Required actions ▸
1. According to the text on Frailty Syndrome, how long, how often, and for what overall period should frail patients train?
2. List every intervention that the text on Frailty Syndrome says the recently published Frailty Consensus recommends to support the treatment of frailty.

Elements of FRAIL scale. 35
Another approach that is widely used is the Frailty Index, which was constructed as a composite measure of deficits and was evaluated for its predictive capacity for morbidity and mortality. 49 The Frailty Index was based on impairments in cognitive status, mood, motivation, communication, mobility, balance, bowel and bladder function, daily activities, instrumental daily activities, nutrition and social resources, as well as a number of comorbidities.49–50
Therapeutic interventions in patients with Frailty Syndrome
Methods of preventing and treating Frailty Syndrome have not been developed thus far. Physical activity is one way to avoid losing muscle strength, and there is evidence that it can prevent, postpone or even reverse the frailty process. Physical activity might be more advantageous for older people with a diagnosis of Frailty Syndrome than any other intervention. 51 It is recommended that frail patients do resistance training before aerobic exercise, with 30–45-minute training sessions at least three times a week for more than five months. 52 In addition, the recently published Frailty Consensus recommends a number of interventions which could support treatment of frailty, such as exercise (resistance and aerobic), energetic and protein support, vitamin D intake and reduction of polypharmacy. 46
Summary
The diagnosis of Frailty Syndrome in the elderly population is essential for making therapeutic decisions and the stratification of cardiovascular risk. Most risk assessment systems are based on chronological age. However, chronological age does not always reflect the biological age of a patient, therefore using it as an indicator may lead to incorrect risk estimation. Scientific societies highlight the role of biological age in making medical decisions. Hence the need for research instruments measuring biological age, the latter being easier established by means of the identification of Frailty Syndrome. Even though there are no consistent and commonly accepted Frailty Syndrome definition and universal validated research instruments, the assessment of Frailty Syndrome should be taken into consideration while estimating risk and making therapeutic decisions in cardiovascular disease. The American Nutrition Association has established guidelines which not only show the necessity for paying attention to general health state, co-existing diseases, cognitive functions, life span and age in older patients, but also underline the relevance of ‘frailty’ in people with cardiovascular disease.
Despite profound interest in this issue, Frailty Syndrome still needs further studies and standardized research instruments. This condition is necessary for the implementation of ‘frailty’ assessment in clinical evaluation. Moreover, patients should be diagnosed and treated according to available guidelines, and educated in regard to their condition. We believe that the identification of frailty based on available tools could be supported by the nursing staff, and in addition could be a key to successful education and care of patients who are frail.
Footnotes
Conflict of interest
The authors declare that there is no conflict of interest.
Funding
This research received no specific grant from any funding agency in the public, commercial, or not-for-profit sectors.
It is greatly important that special attention is paid to the specific needs of frailty patients with cardiovascular disorders, in order to improve their functional and mental independence and their quality of life.

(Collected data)
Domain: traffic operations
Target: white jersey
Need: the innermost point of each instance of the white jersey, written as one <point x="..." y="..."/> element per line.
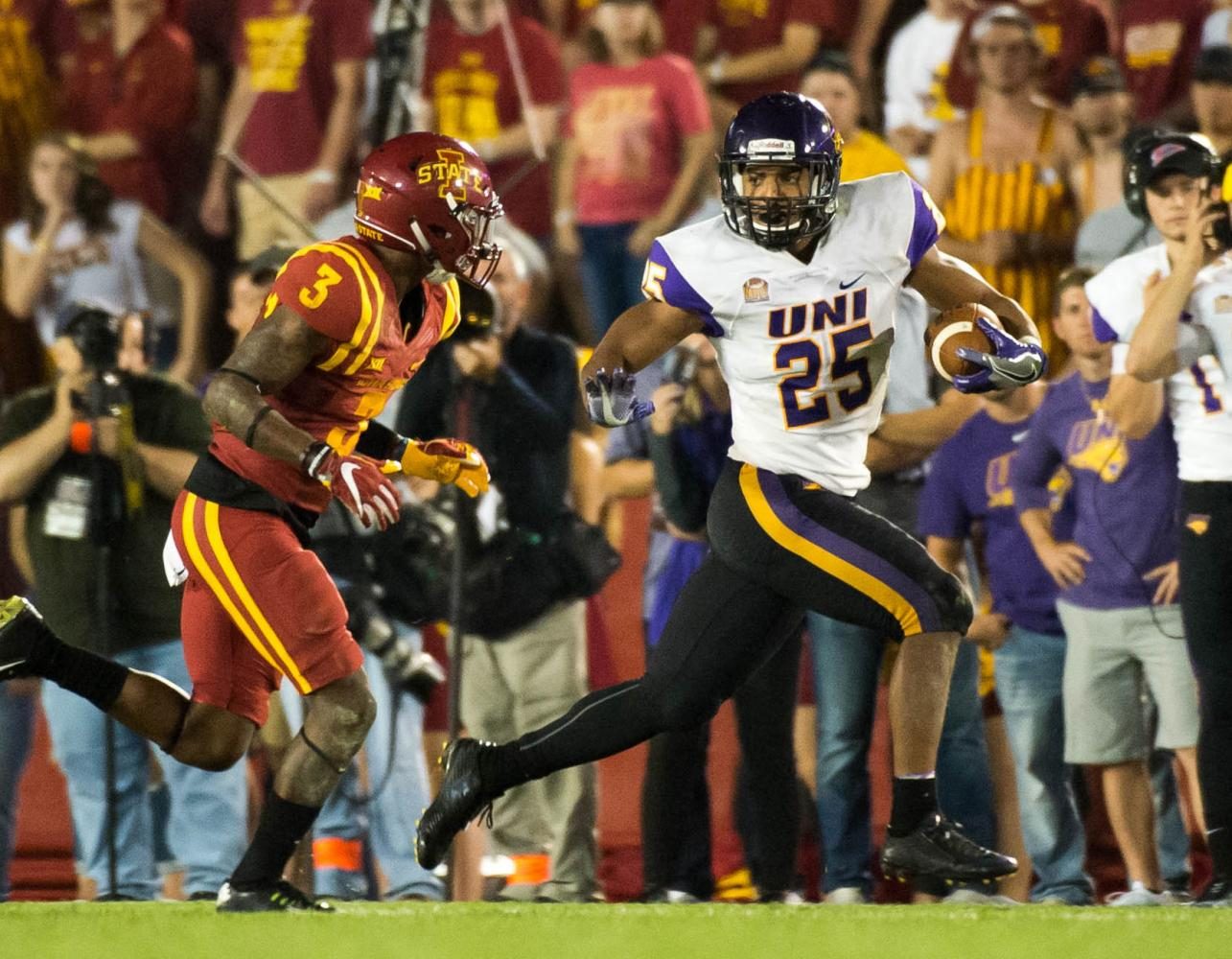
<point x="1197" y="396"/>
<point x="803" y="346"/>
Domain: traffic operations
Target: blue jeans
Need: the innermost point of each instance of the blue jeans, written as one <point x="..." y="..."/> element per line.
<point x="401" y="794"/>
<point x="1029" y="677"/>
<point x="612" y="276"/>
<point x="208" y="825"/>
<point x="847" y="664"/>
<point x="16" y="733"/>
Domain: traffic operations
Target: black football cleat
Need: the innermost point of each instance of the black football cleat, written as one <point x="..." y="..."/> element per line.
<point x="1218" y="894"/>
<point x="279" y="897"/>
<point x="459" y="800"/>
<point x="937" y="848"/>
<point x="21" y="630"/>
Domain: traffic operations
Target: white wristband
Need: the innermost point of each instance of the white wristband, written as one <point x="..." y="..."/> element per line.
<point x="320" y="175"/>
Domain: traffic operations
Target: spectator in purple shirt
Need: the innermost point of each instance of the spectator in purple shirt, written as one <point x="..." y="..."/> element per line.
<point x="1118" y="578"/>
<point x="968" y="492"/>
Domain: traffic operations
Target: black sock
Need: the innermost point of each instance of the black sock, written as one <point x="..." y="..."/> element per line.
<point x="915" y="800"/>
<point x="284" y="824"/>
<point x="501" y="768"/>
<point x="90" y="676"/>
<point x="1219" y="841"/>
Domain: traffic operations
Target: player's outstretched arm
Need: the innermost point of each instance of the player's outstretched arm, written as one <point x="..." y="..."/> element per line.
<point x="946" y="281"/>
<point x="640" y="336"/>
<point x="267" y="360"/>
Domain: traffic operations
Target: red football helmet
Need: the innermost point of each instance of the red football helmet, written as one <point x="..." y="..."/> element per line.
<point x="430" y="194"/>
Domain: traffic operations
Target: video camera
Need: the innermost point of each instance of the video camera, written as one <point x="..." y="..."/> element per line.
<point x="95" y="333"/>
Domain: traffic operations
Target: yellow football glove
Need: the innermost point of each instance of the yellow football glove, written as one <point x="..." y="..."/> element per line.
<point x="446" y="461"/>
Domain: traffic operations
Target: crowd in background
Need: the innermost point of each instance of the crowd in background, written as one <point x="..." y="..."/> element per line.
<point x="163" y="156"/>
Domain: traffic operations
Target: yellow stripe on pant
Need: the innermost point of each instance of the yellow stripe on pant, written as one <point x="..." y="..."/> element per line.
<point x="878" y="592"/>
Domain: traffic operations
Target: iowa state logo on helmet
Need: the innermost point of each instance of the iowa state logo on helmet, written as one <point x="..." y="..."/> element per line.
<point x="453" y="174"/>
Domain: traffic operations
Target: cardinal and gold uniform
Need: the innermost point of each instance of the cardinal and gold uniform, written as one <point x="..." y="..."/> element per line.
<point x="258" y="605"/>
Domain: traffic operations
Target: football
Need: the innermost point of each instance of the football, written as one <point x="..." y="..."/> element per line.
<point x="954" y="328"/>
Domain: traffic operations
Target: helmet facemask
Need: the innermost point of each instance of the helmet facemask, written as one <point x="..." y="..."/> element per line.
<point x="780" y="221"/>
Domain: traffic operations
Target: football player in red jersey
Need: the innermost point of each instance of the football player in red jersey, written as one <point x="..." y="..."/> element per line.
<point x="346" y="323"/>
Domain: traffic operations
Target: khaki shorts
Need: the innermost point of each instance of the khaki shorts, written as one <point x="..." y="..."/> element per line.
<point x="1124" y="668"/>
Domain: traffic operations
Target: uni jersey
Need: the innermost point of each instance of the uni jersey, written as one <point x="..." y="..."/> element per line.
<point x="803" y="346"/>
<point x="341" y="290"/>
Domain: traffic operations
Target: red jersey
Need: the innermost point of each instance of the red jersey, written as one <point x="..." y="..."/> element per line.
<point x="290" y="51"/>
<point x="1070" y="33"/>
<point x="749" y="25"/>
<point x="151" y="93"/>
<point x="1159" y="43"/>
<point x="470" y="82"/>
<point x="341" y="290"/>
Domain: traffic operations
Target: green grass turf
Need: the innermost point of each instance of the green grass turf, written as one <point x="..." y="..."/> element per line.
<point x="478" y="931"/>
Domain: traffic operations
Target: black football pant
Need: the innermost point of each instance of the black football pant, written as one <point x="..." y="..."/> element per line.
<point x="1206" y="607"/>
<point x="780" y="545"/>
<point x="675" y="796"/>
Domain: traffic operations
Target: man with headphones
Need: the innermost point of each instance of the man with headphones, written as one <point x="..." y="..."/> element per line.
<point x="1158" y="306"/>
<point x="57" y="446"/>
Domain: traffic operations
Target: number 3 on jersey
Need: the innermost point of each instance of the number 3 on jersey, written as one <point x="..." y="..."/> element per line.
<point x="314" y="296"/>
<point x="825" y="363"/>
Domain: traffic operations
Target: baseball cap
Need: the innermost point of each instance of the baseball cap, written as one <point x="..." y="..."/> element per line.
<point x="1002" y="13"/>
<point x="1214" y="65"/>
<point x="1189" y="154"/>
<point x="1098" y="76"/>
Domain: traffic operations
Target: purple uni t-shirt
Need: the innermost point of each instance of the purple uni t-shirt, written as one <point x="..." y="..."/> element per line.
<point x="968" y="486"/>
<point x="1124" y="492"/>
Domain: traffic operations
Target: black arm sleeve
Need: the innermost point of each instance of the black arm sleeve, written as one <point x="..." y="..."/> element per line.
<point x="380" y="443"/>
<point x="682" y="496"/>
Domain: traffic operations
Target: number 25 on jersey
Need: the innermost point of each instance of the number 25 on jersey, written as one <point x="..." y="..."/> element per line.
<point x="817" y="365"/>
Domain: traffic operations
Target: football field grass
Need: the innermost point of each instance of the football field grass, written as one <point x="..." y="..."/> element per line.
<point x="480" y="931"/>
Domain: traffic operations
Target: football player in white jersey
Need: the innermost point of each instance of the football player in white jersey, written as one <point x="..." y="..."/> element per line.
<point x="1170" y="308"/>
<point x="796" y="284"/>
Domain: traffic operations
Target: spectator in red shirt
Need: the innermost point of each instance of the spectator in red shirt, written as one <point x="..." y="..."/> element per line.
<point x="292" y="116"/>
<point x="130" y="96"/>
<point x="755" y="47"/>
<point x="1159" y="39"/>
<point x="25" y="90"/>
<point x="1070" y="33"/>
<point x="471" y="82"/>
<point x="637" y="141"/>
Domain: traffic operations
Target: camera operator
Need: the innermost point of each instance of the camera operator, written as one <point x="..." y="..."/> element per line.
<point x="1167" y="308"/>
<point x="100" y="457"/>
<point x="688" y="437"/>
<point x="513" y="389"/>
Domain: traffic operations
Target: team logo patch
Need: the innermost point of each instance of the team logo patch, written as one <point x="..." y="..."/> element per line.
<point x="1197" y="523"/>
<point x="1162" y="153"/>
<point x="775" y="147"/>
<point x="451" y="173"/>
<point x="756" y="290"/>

==

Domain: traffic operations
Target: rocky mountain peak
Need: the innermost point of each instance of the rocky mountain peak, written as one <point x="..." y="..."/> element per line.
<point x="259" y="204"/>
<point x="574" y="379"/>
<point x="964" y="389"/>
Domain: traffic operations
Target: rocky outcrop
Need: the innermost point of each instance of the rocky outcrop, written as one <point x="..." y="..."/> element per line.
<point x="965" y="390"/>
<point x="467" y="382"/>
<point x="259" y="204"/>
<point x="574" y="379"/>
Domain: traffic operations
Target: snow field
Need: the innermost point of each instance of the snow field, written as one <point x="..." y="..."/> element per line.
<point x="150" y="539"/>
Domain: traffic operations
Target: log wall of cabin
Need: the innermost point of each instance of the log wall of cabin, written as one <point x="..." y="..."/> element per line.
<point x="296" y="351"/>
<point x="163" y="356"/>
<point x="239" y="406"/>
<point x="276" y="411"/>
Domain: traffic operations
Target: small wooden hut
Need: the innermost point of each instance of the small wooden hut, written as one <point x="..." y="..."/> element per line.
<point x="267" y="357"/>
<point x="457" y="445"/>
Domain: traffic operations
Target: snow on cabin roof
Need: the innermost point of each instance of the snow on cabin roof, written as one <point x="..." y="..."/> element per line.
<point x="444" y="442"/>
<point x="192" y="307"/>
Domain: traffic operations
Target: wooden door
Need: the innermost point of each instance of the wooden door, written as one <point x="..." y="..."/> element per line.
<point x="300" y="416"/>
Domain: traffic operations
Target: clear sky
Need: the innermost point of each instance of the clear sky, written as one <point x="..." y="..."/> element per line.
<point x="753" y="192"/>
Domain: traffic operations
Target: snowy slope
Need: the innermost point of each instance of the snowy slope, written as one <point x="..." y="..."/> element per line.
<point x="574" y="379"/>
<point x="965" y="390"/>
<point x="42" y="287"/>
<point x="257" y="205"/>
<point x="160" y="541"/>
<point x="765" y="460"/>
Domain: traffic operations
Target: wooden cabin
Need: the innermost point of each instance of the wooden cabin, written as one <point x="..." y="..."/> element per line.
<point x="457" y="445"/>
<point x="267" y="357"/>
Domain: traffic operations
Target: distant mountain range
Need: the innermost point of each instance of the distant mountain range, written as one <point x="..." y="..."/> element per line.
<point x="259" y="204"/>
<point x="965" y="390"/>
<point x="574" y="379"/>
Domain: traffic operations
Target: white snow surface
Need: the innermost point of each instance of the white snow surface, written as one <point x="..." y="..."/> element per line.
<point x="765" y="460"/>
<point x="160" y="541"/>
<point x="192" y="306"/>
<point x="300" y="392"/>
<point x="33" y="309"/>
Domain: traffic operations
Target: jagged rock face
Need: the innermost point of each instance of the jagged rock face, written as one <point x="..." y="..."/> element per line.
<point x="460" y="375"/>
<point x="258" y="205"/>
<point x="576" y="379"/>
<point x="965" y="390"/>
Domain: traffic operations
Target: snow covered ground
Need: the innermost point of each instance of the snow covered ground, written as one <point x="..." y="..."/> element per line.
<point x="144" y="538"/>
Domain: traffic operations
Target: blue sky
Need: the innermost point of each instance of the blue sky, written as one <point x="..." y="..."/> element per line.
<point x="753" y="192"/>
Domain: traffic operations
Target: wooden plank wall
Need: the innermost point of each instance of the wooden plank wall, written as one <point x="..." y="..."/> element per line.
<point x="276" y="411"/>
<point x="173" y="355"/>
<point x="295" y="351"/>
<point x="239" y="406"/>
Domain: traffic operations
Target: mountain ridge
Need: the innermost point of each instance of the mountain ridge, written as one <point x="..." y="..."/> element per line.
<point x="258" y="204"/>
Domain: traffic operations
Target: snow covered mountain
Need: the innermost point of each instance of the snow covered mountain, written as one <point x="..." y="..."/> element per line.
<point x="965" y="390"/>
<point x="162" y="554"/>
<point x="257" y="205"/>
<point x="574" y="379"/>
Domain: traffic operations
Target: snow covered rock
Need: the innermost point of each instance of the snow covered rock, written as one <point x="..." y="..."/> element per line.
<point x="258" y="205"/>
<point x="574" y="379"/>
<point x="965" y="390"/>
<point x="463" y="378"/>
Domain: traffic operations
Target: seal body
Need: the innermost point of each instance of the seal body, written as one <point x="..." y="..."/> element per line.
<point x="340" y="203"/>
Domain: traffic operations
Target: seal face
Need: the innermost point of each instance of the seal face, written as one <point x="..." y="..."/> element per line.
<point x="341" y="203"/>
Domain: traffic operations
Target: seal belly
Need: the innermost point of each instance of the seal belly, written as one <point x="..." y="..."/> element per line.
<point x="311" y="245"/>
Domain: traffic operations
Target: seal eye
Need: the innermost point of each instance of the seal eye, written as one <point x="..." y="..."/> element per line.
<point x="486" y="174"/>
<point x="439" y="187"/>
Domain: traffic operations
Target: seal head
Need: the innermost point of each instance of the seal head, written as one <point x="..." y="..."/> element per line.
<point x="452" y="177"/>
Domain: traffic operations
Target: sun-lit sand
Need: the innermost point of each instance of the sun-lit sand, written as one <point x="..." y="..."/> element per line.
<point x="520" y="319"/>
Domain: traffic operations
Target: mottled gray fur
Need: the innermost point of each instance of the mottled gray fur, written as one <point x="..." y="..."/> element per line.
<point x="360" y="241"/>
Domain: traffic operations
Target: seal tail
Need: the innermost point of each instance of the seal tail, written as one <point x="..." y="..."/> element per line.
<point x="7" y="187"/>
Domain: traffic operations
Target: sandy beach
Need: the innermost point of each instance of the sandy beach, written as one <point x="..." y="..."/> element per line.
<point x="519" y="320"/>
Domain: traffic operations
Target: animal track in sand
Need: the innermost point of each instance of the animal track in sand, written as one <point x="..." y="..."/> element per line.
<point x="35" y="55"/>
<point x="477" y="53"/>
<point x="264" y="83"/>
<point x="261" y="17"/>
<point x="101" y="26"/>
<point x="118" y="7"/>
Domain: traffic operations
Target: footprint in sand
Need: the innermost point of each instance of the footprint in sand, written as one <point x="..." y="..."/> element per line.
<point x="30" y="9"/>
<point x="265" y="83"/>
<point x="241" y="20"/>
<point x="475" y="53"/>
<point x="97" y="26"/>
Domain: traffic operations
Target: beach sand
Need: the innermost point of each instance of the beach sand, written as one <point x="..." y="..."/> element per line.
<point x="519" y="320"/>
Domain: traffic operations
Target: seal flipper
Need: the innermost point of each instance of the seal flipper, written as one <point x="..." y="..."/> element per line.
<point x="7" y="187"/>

...

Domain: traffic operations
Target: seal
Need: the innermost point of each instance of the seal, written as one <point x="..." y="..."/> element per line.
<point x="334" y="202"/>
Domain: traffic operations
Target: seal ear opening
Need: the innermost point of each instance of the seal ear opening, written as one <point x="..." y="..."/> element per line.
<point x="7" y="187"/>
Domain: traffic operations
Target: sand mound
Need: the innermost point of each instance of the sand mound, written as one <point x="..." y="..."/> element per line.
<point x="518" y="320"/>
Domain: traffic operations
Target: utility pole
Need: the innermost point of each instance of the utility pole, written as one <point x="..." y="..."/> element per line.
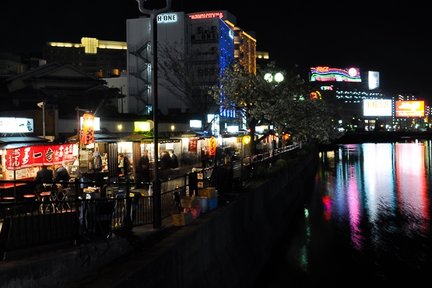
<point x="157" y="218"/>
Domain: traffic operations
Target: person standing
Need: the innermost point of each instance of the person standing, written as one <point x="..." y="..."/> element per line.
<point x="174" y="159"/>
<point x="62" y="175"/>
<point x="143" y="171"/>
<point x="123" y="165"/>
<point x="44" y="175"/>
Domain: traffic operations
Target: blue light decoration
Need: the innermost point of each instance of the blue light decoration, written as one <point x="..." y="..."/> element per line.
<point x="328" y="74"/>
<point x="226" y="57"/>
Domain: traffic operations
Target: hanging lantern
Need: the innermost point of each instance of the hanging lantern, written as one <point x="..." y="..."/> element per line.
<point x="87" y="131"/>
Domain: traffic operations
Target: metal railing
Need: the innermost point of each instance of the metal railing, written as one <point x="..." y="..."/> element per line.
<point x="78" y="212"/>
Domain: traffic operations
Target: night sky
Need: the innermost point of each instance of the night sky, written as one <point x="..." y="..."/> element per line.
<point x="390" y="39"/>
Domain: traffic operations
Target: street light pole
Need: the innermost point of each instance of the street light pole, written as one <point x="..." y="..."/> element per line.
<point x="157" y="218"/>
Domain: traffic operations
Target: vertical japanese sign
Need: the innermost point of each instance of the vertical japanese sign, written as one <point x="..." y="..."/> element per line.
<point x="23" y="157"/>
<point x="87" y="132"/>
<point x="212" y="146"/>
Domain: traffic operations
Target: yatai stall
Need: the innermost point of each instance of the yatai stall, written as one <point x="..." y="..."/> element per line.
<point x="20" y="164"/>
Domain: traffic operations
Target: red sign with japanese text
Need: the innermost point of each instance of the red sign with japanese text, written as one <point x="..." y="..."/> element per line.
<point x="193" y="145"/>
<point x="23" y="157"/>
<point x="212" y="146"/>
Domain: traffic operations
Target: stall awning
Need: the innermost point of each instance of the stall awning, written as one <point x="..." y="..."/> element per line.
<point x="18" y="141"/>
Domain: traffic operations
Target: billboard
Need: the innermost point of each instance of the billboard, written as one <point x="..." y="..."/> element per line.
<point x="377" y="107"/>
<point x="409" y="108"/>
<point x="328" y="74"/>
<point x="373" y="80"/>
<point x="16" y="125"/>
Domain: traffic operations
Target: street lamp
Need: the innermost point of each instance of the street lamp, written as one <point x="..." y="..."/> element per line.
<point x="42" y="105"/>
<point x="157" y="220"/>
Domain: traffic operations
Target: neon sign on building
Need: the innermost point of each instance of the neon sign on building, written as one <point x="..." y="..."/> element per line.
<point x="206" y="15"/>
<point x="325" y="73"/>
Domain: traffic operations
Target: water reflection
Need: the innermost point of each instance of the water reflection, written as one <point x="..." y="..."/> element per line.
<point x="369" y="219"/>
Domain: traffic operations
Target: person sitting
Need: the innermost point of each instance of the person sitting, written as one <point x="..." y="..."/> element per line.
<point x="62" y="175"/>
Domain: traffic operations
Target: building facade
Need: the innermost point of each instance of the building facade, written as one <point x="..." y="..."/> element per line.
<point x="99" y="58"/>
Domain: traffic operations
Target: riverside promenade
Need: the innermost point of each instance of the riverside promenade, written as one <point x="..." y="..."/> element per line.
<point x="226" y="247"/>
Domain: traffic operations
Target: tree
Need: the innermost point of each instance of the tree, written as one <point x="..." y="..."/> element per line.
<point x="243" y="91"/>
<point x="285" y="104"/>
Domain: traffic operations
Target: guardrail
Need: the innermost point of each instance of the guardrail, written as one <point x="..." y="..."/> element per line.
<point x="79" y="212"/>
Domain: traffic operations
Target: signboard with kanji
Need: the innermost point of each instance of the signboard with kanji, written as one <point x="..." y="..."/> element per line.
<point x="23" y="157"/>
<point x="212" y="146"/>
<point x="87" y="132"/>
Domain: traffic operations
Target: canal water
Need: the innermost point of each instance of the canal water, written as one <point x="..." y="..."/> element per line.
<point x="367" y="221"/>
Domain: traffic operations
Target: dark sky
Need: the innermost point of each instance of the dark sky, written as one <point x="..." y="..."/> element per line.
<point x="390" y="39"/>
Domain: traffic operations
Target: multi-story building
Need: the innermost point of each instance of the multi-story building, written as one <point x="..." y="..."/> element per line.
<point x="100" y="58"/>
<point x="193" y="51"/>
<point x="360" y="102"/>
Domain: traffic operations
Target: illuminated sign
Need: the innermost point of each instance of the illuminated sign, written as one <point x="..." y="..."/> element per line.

Task-by-task answers ▸
1. Sessions of 30–45 minutes, at least three times a week, for more than five months.

2.
- Exercise (resistance and aerobic)
- Energetic and protein support
- Vitamin D intake
- Reduction of polypharmacy